------ Entries supplied ------

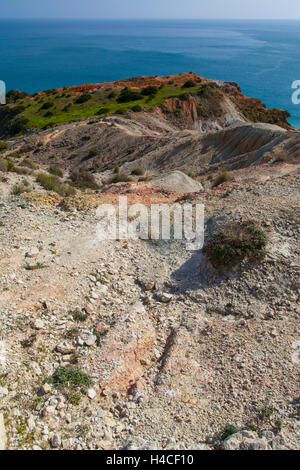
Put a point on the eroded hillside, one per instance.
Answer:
(144, 344)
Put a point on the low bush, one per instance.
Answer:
(102, 111)
(137, 172)
(47, 105)
(56, 171)
(83, 98)
(189, 84)
(84, 179)
(149, 91)
(137, 108)
(70, 376)
(3, 146)
(235, 242)
(53, 183)
(93, 153)
(121, 178)
(221, 178)
(20, 188)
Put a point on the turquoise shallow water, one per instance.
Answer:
(262, 56)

------

Starting with the line that contains "Put a point on the turquoise" and going on through the end of the rows, write those lines out again with "shallow water" changed to "lagoon" and everything else left the same.

Solved problem:
Put a point on the turquoise lagoon, one per instance.
Answer:
(262, 56)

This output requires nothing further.